··· RECORDS SHOWN ···

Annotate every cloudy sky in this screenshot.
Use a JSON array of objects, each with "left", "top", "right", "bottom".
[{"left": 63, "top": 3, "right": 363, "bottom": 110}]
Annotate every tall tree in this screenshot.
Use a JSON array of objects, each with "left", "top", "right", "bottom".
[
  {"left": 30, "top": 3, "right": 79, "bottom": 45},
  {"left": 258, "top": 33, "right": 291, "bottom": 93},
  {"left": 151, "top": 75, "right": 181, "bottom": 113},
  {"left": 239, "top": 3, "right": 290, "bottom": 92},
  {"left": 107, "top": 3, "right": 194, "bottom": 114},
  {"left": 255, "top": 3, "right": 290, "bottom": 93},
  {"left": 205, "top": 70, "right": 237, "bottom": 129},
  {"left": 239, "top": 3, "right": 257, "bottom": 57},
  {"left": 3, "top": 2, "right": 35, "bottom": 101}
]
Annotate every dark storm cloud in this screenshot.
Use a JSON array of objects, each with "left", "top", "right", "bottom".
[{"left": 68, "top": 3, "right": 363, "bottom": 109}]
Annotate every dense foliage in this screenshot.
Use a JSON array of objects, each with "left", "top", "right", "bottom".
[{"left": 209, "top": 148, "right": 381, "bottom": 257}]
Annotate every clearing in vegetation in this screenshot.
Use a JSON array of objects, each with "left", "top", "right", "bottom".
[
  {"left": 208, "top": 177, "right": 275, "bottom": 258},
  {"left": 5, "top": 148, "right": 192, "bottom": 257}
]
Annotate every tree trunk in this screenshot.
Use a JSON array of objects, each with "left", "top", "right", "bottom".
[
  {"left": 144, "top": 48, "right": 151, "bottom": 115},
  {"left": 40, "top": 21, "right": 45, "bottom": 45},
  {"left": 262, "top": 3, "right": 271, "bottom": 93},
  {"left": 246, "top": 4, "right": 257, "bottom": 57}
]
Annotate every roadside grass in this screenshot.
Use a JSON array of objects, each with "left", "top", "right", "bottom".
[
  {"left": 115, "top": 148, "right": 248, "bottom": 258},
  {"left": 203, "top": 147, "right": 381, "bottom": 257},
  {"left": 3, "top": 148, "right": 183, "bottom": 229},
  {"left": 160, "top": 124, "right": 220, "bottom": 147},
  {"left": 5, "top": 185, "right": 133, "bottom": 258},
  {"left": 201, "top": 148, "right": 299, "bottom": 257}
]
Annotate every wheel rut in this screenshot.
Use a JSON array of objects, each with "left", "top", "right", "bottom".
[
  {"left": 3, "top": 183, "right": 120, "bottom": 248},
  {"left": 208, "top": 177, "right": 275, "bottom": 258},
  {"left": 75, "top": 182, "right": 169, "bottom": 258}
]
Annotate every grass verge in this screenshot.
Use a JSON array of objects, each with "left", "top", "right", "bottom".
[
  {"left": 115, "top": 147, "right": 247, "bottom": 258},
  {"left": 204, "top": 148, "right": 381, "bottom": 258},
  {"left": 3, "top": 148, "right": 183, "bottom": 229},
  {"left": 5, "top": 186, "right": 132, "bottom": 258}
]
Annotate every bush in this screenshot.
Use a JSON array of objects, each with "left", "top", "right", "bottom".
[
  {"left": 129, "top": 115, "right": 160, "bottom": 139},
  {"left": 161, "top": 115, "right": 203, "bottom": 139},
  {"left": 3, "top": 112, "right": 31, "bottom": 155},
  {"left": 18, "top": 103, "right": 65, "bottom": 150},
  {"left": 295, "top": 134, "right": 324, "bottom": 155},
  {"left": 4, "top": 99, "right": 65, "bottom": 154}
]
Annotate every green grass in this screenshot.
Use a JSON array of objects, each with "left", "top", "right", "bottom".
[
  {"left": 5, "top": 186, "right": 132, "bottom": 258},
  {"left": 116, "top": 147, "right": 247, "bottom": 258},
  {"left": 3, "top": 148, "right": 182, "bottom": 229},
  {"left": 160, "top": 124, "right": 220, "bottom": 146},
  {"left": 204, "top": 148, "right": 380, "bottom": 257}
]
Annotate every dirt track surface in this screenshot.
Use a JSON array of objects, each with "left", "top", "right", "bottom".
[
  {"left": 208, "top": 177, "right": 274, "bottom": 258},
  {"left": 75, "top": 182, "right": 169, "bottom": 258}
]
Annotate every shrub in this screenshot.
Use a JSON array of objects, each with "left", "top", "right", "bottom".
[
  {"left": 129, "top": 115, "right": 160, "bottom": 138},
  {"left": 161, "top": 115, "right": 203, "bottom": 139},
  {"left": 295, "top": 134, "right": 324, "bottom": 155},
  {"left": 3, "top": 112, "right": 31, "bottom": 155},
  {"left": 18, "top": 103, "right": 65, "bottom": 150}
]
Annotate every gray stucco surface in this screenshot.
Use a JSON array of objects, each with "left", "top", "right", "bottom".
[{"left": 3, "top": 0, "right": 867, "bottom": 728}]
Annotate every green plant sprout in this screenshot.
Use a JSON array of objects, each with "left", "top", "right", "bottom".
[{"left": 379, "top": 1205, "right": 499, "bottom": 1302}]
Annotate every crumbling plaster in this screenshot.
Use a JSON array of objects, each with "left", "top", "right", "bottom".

···

-- TASK DESCRIPTION --
Quote all of the items above verbatim, leaving every line unchanged.

-- CORRECT OUTPUT --
Annotate every cloudy sky in this screenshot.
Use a JSON array of objects, each with "left", "top", "right", "bottom".
[{"left": 63, "top": 3, "right": 363, "bottom": 110}]
Annotate every tall tree in this screenshot.
Use a JSON array of objects, each with "left", "top", "right", "bottom".
[
  {"left": 30, "top": 3, "right": 79, "bottom": 45},
  {"left": 258, "top": 33, "right": 291, "bottom": 93},
  {"left": 151, "top": 75, "right": 181, "bottom": 113},
  {"left": 239, "top": 3, "right": 290, "bottom": 92},
  {"left": 107, "top": 3, "right": 194, "bottom": 114},
  {"left": 255, "top": 3, "right": 290, "bottom": 93},
  {"left": 205, "top": 70, "right": 237, "bottom": 129},
  {"left": 239, "top": 3, "right": 257, "bottom": 57},
  {"left": 3, "top": 2, "right": 35, "bottom": 101}
]
Annotate every dark storm cloud in this screenshot.
Use a JSON array of objects, each with "left", "top", "right", "bottom".
[{"left": 68, "top": 3, "right": 363, "bottom": 109}]
Annotate every dense foliage in this screenshot.
Use a JSON array of objects, each with "left", "top", "right", "bottom".
[{"left": 209, "top": 148, "right": 381, "bottom": 257}]
Annotate every clearing in vegetation in this screenshot.
Use a JSON array of objects, each with "left", "top", "right", "bottom".
[
  {"left": 208, "top": 177, "right": 275, "bottom": 258},
  {"left": 5, "top": 148, "right": 192, "bottom": 257}
]
Annotate every tree trunk in this screenshot.
Use a JSON array of objects, each with "left", "top", "right", "bottom".
[
  {"left": 144, "top": 48, "right": 151, "bottom": 115},
  {"left": 40, "top": 21, "right": 45, "bottom": 45},
  {"left": 262, "top": 3, "right": 271, "bottom": 93},
  {"left": 246, "top": 4, "right": 257, "bottom": 57}
]
Annotate every roadside grass in this screenshot.
Use a JSON array of objects, each with "left", "top", "right", "bottom".
[
  {"left": 115, "top": 148, "right": 248, "bottom": 258},
  {"left": 203, "top": 147, "right": 381, "bottom": 257},
  {"left": 3, "top": 148, "right": 183, "bottom": 229},
  {"left": 160, "top": 124, "right": 220, "bottom": 147},
  {"left": 5, "top": 185, "right": 133, "bottom": 258},
  {"left": 201, "top": 148, "right": 299, "bottom": 257}
]
Annotate every wheel rut in this screenshot.
Use a JSON array of objects, each with "left", "top", "right", "bottom".
[
  {"left": 3, "top": 183, "right": 120, "bottom": 248},
  {"left": 208, "top": 177, "right": 275, "bottom": 258},
  {"left": 75, "top": 182, "right": 169, "bottom": 258}
]
Annotate every grass verge in this screenshot.
Use a JSON array of objects, each with "left", "top", "right", "bottom".
[
  {"left": 115, "top": 147, "right": 247, "bottom": 258},
  {"left": 204, "top": 148, "right": 381, "bottom": 258},
  {"left": 3, "top": 148, "right": 183, "bottom": 229},
  {"left": 5, "top": 186, "right": 132, "bottom": 258}
]
Annotate every bush in this screenshot.
Use a JSON array of objects, each with "left", "top", "right", "bottom".
[
  {"left": 129, "top": 115, "right": 160, "bottom": 139},
  {"left": 161, "top": 115, "right": 203, "bottom": 139},
  {"left": 3, "top": 112, "right": 31, "bottom": 155},
  {"left": 18, "top": 103, "right": 65, "bottom": 150},
  {"left": 295, "top": 134, "right": 324, "bottom": 155},
  {"left": 4, "top": 99, "right": 65, "bottom": 154}
]
Annotate every green grass in this screenshot.
Use a JSON array of objects, each with "left", "top", "right", "bottom".
[
  {"left": 5, "top": 186, "right": 132, "bottom": 258},
  {"left": 116, "top": 147, "right": 247, "bottom": 258},
  {"left": 3, "top": 148, "right": 182, "bottom": 229},
  {"left": 160, "top": 124, "right": 220, "bottom": 146},
  {"left": 204, "top": 148, "right": 380, "bottom": 257}
]
Annotate every dirt track surface in this screenshot.
Use a JSON array of objects, each with "left", "top", "right", "bottom".
[
  {"left": 208, "top": 177, "right": 274, "bottom": 258},
  {"left": 75, "top": 182, "right": 169, "bottom": 258}
]
Annotate every shrub in this screenshot.
Use a JSON array of objects, each with "left", "top", "right", "bottom".
[
  {"left": 129, "top": 115, "right": 160, "bottom": 138},
  {"left": 161, "top": 115, "right": 203, "bottom": 139},
  {"left": 295, "top": 134, "right": 324, "bottom": 155},
  {"left": 3, "top": 112, "right": 31, "bottom": 155},
  {"left": 18, "top": 103, "right": 65, "bottom": 150}
]
Annotate every gray stucco surface in this screenshot.
Use a JSON array of objects, each with "left", "top", "right", "bottom".
[{"left": 3, "top": 0, "right": 867, "bottom": 728}]
Annotate every green plant sprout in this screenshot.
Use a JSON array of objects, each with "left", "top", "right", "bottom".
[{"left": 379, "top": 1205, "right": 499, "bottom": 1302}]
Annotate every crumbling plaster in this screenshot.
Use a JSON array of objects, each with "left", "top", "right", "bottom".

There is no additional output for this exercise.